SOURCE EXTRACT
┄┄┄┄┄┄

Northern Ireland news

At least 80,000 still furloughed in Northern Ireland - new Ulster University analysis

Sixty per cent of arts and entertainment businesses in the north remained closed at the end of June.
Ryan McAleer

BETWEEN 80,000 and 85,000 people are still furloughed in the north, a new report from Ulster University has estimated.

The university’s Economic Policy Centre (EPC) estimated that two-thirds of the 250,000 people who were furloughed at the peak of the scheme, have now returned to work.

According to the report, authored by Dr Karen Bonner, at least 80,000 jobs are still being subsidised by the UK Treasury scheme, which ends on October 31.

It states “there is concern about the longer-term prospects for those who currently remain on furlough when the scheme ends”.

Some business groups in the north have warned that thousands of workers may not be able to avail of the UK Chancellor’s replacement for the furlough scheme, the Job Support Scheme (JSS), which requires employees to work at least one-third of their normal hours.

The UK Government will pay up to £698 to top up wages, but employers will take on the bulk.

The chief Executive of Belfast Chamber, Simon Hamilton, said yesterday: “It is clear that for many in sectors like retail, hospitality, leisure and tourism, the Chancellor’s Job Support Scheme is not likely to be the lifeline it has been heralded as by some.”

┄┄┄┄┄┄

AVAILABLE DATA

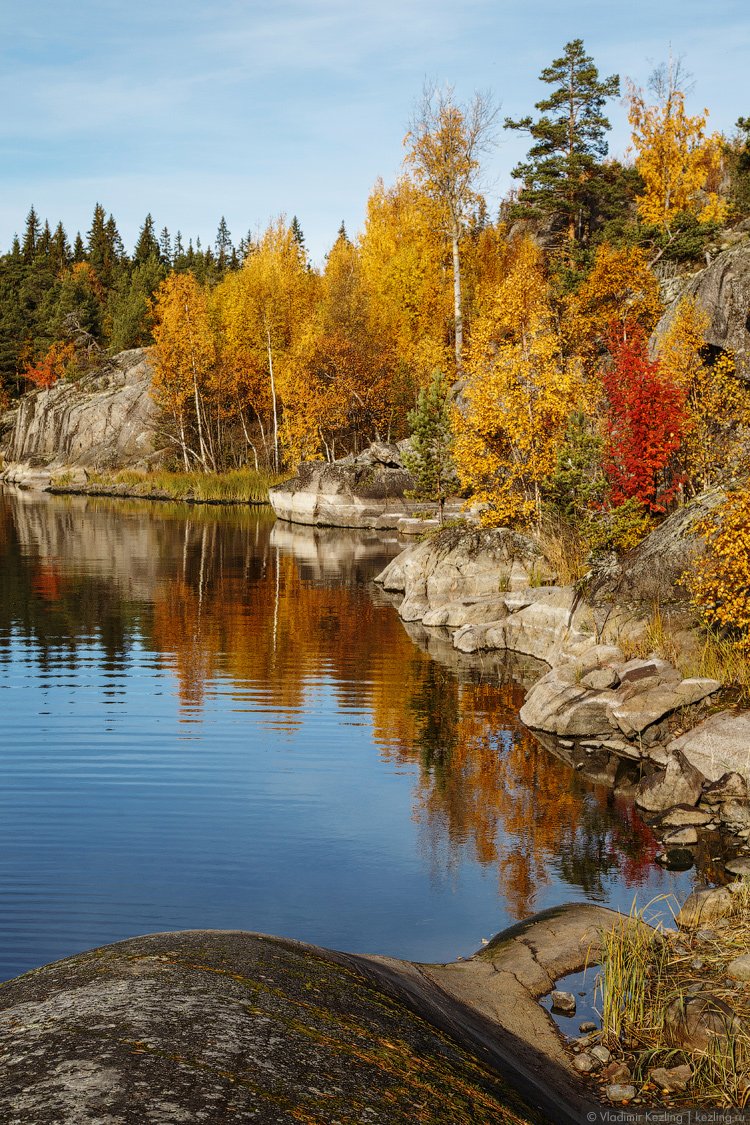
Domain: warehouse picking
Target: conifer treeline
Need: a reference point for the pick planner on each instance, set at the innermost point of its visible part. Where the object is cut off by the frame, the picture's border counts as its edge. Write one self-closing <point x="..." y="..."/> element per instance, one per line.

┄┄┄┄┄┄

TASK INSTRUCTIONS
[1] From the furlough article, write out the passage from "BETWEEN 80,000 and" up to and including "returned to work.".
[2] Which sectors does the Belfast Chamber chief executive name in his quote in the furlough article?
[3] Carry on the furlough article from the point where it stops.

OUTPUTS IN ORDER
[1]
BETWEEN 80,000 and 85,000 people are still furloughed in the north, a new report from Ulster University has estimated.

The university’s Economic Policy Centre (EPC) estimated that two-thirds of the 250,000 people who were furloughed at the peak of the scheme, have now returned to work.

[2] retail, hospitality, leisure, tourism

[3]
Commenting on the JSS, Dr Bonner said: “There is a risk firms may retain full-time staff and let part-time staff go, or even not participate in the scheme at all.”

The Ulster University analysis said business activity in Northern Ireland remains suppressed, with many businesses still trading below normal expectations and cash reserves stretched.

It found that one in ten businesses remained closed in the north even as restrictions were lifted at the end of June. Approximately half of accommodation businesses and 60 per cent of arts and entertainment premises remained temporary closed, just under 5,000 businesses in total.

The report calculated that £2.7 billion had been spent on interventions for Northern Ireland businesses at the start of August.